[start of Task inputs]
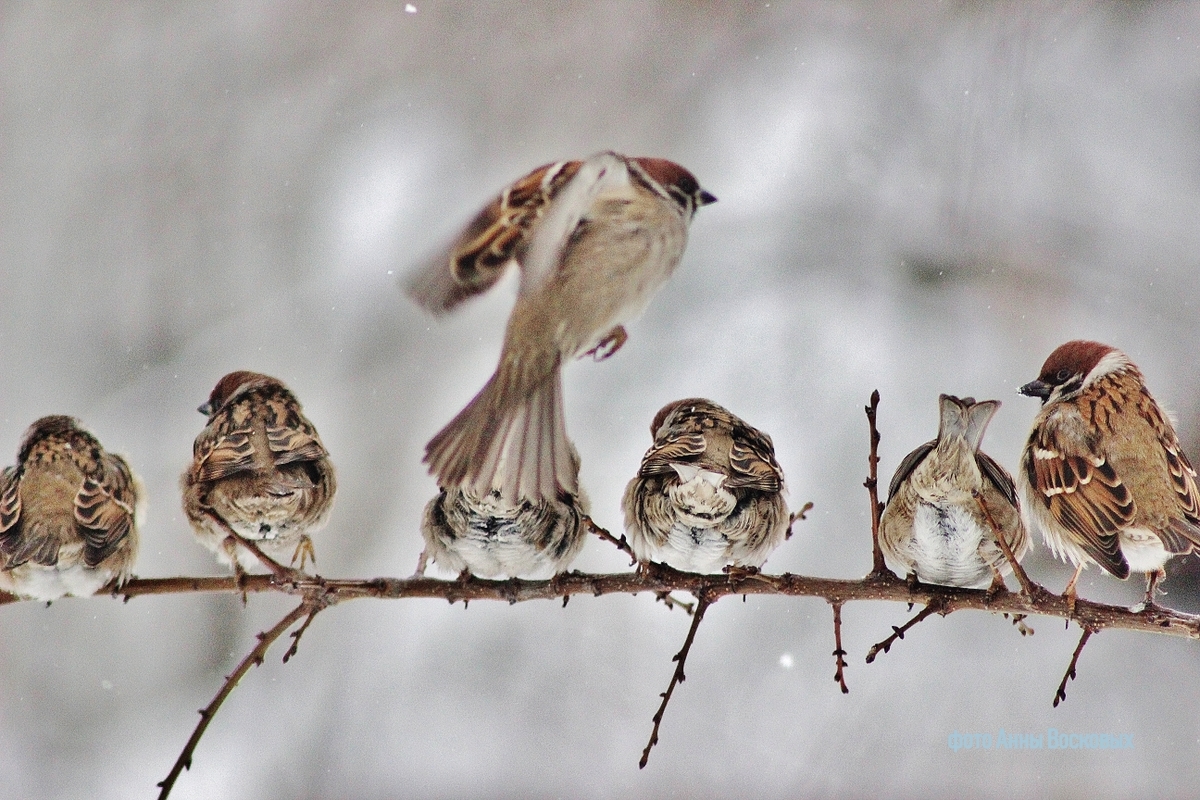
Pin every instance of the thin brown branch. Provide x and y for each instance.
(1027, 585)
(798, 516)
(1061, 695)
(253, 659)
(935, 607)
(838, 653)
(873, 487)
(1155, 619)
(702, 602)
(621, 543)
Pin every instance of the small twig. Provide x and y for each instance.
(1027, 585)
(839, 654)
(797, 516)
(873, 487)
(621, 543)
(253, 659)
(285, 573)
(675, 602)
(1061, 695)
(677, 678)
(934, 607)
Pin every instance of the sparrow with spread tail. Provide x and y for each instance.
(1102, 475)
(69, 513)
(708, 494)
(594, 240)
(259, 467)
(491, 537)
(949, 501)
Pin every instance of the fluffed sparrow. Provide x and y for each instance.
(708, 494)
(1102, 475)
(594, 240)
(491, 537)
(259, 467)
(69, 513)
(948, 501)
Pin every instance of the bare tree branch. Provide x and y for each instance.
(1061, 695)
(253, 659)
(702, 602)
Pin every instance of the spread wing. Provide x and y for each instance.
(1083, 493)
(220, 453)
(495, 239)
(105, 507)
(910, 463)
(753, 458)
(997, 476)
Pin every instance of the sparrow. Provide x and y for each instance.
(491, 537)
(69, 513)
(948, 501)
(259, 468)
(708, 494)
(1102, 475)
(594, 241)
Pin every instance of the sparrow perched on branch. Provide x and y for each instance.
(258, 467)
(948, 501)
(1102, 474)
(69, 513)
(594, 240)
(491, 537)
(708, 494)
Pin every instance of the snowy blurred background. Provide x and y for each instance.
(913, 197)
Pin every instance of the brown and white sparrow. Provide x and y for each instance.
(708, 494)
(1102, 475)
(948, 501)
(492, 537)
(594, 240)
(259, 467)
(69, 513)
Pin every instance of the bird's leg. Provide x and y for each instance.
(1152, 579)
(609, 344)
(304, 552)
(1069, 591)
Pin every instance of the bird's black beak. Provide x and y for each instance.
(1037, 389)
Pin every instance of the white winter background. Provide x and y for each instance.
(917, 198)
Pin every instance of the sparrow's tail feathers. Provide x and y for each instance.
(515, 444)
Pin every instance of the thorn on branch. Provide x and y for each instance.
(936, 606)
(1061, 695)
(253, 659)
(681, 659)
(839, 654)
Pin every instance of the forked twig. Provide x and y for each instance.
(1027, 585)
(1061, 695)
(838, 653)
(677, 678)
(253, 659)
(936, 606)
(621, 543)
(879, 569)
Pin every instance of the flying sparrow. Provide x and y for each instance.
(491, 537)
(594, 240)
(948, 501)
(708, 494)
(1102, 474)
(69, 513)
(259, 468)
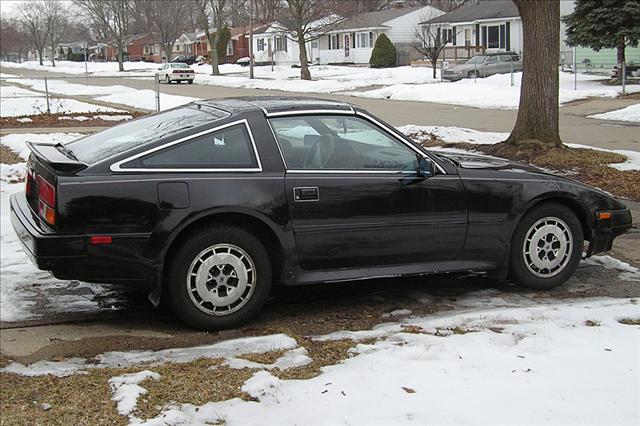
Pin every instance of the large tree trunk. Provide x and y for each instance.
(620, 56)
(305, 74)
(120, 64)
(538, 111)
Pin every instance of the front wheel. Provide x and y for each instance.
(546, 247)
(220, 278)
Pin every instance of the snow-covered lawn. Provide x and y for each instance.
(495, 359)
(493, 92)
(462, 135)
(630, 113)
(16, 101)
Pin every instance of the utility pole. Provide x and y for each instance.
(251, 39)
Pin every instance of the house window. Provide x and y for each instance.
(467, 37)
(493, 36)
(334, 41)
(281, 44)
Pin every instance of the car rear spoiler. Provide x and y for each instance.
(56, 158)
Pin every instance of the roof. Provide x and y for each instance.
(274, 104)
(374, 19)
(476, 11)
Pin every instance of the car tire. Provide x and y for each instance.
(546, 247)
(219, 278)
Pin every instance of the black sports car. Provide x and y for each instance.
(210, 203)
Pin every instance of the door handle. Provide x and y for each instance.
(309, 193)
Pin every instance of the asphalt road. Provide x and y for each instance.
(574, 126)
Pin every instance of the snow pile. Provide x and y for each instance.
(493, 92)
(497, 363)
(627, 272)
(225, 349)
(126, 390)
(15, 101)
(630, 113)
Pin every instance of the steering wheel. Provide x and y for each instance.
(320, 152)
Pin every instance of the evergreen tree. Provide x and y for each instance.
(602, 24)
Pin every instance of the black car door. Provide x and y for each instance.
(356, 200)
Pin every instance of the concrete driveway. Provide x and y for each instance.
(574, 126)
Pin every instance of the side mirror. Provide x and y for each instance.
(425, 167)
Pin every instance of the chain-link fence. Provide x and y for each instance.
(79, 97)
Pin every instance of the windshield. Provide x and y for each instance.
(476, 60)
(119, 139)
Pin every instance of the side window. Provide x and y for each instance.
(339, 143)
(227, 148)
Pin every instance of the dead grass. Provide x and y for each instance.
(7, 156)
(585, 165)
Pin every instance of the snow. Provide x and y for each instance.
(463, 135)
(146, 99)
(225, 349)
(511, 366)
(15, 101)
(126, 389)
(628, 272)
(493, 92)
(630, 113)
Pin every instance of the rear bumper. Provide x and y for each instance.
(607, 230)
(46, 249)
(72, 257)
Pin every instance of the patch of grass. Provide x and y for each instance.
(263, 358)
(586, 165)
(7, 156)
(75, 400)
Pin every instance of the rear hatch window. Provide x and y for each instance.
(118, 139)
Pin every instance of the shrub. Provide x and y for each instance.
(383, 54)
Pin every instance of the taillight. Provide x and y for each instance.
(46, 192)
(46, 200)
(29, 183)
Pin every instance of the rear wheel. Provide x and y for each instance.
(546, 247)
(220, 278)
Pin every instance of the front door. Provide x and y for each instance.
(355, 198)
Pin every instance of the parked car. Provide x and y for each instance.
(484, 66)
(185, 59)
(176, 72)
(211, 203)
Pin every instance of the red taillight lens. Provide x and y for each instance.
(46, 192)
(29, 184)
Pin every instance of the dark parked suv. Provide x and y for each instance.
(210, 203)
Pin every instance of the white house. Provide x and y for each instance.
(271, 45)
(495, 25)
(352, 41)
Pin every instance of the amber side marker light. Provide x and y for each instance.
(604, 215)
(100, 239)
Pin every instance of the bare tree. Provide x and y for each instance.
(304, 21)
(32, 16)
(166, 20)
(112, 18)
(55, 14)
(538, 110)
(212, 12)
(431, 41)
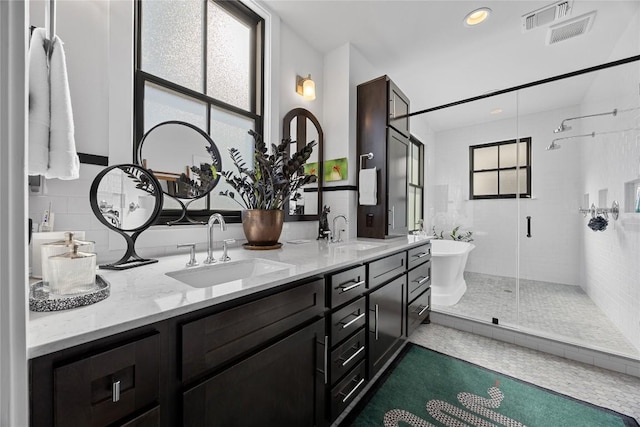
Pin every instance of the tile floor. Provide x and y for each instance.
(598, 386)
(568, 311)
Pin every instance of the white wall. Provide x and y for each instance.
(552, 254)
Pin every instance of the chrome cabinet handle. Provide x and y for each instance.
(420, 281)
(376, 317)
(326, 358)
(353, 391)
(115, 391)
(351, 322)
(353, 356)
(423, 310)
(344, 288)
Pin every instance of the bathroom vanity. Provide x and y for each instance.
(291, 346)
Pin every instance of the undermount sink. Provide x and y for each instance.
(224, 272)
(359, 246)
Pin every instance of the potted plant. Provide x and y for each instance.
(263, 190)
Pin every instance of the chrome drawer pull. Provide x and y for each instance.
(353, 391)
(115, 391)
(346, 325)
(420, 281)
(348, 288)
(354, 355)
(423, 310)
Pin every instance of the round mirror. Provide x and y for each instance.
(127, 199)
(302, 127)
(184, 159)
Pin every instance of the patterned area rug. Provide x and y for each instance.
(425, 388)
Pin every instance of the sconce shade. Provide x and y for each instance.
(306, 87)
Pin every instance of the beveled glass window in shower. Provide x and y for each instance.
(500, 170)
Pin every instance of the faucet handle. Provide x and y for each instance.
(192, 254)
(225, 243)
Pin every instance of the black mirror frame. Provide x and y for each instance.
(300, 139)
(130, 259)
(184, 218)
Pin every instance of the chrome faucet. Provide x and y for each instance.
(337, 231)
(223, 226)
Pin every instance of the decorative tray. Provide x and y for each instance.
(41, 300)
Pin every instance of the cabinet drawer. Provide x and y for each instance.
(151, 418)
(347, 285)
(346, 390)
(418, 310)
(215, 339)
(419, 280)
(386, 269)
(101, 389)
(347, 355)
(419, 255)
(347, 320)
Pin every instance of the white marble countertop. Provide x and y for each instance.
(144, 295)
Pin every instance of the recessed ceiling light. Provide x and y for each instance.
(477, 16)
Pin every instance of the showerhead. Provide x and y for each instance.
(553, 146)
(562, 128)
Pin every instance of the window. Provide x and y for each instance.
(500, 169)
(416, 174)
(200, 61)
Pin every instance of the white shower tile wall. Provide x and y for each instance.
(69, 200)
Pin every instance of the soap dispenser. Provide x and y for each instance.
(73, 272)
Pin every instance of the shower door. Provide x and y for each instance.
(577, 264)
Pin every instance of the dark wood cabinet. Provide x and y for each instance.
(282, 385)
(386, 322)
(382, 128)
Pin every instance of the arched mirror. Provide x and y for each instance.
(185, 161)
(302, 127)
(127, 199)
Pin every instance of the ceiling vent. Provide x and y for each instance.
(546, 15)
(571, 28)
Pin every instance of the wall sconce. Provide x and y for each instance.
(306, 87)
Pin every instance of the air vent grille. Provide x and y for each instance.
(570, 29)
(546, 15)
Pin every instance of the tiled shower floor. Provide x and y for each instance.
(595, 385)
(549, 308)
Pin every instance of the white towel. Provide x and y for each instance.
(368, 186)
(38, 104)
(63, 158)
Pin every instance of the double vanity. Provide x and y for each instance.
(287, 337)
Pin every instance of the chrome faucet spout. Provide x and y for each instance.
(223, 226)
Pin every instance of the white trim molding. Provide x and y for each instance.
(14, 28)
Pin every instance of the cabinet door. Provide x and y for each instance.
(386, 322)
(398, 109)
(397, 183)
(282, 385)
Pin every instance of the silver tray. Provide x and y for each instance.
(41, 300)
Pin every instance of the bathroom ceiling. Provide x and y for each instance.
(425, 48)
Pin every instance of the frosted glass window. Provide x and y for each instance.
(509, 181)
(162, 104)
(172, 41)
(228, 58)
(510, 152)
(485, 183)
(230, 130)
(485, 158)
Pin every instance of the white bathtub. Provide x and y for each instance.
[end of Task inputs]
What is asked
Repeat only what runs from the line holding "Pin every instance of the soap" to the end of the data, keeping every line exactly as written, first and last included.

Correct result
Pin every instance of the soap dispenser. Provide x and y for each instance.
(73, 272)
Pin every instance of the shower door. Provide x and y for each instance.
(577, 264)
Pin every instance of the dark wood cabinet. Provide x and y for each instance.
(282, 385)
(386, 322)
(382, 128)
Pin every instance of the arched mirror. Provide x and y for each instance.
(185, 161)
(302, 127)
(127, 199)
Pin every instance of the ceiling vent. Provide x and y for each instance.
(546, 15)
(571, 28)
Pin every instance of the wall sconce. Provide x and y for each instance.
(306, 87)
Pin every instance of the air vent grille. Provide x and y for each instance.
(570, 29)
(546, 15)
Pin every instance of the tiled shower floor. Provide x and y for each instance.
(595, 385)
(549, 308)
Pin every instance of the white towel. Provide x and y for each instance.
(368, 186)
(38, 104)
(63, 158)
Pin every instance of the double vanity. Provide x and y for each instance.
(287, 337)
Pin every instance of the chrome faucet spout. Provide x and y for each instance.
(223, 226)
Pin every instance of the white trim molding. Provide x and y for each instance.
(14, 28)
Pin every instance of the cabinet door. Provide x and y for each instance.
(386, 322)
(398, 109)
(397, 183)
(282, 385)
Pin every instance of the silver tray. Provide x and y for each instance.
(41, 300)
Pin every instance of the bathroom ceiling. Provide x and y for each instance.
(425, 48)
Pin every instance of the frosted glass window. Provide x and y for each instance.
(509, 181)
(162, 104)
(172, 41)
(228, 58)
(510, 152)
(485, 183)
(230, 130)
(485, 158)
Pin every instance of the white bathtub. Provide x and y for each instance.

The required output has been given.